TASK ITEM. Going through the entries below, copy out each line that contains "steering".

DATA FOR THIS TASK.
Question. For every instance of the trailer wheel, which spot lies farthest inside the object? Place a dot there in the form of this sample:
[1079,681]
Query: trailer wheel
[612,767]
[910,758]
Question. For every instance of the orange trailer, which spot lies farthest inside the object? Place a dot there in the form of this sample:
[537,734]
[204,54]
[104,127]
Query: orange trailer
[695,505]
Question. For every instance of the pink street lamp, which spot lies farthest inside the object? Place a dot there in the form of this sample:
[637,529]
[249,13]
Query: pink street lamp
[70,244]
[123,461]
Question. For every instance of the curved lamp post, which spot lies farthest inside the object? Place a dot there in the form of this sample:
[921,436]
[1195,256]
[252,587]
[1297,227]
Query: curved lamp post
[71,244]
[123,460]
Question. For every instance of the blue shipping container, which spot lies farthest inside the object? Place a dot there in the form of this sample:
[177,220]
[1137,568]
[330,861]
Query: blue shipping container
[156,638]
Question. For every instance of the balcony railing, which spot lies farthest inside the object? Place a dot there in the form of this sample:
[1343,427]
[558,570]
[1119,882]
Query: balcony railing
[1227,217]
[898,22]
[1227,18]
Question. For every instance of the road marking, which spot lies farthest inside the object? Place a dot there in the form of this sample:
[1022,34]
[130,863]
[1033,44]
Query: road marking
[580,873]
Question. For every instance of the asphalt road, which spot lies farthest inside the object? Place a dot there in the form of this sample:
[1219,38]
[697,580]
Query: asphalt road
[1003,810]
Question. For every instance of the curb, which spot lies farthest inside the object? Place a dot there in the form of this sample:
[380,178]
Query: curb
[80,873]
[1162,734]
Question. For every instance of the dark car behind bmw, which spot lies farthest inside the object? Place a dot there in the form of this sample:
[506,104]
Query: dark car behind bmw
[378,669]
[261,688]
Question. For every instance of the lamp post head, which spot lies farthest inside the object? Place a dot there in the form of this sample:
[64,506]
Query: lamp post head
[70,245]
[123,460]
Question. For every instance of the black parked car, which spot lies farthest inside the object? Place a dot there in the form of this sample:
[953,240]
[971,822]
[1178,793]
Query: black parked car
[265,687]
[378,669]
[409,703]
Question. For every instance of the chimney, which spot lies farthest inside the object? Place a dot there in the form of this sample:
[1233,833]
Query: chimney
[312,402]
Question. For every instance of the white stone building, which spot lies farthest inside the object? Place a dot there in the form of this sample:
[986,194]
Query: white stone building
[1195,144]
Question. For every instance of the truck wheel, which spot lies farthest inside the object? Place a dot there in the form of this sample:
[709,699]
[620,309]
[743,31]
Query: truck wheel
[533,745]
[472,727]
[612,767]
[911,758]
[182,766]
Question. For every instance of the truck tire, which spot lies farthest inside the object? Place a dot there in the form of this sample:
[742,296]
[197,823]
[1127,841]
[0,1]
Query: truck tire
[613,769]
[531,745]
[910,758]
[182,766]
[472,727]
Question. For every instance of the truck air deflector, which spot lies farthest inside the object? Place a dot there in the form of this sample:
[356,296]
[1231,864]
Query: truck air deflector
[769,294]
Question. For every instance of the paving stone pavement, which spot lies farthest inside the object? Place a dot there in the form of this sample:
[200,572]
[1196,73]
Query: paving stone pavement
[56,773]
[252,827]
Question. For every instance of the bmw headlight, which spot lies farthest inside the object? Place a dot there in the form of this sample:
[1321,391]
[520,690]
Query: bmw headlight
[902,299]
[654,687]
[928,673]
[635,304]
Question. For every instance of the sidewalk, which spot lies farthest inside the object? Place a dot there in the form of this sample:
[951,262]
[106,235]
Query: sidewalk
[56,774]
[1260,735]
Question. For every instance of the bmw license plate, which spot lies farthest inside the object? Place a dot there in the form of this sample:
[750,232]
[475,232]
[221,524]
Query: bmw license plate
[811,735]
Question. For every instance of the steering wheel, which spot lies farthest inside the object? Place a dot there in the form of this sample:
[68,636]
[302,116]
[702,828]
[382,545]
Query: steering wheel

RESPONSE TO THIS TASK.
Question. For every instance of the steering wheel, which spot lies farthest inside the object? Place a dot there in the form of this sample:
Query: steering wheel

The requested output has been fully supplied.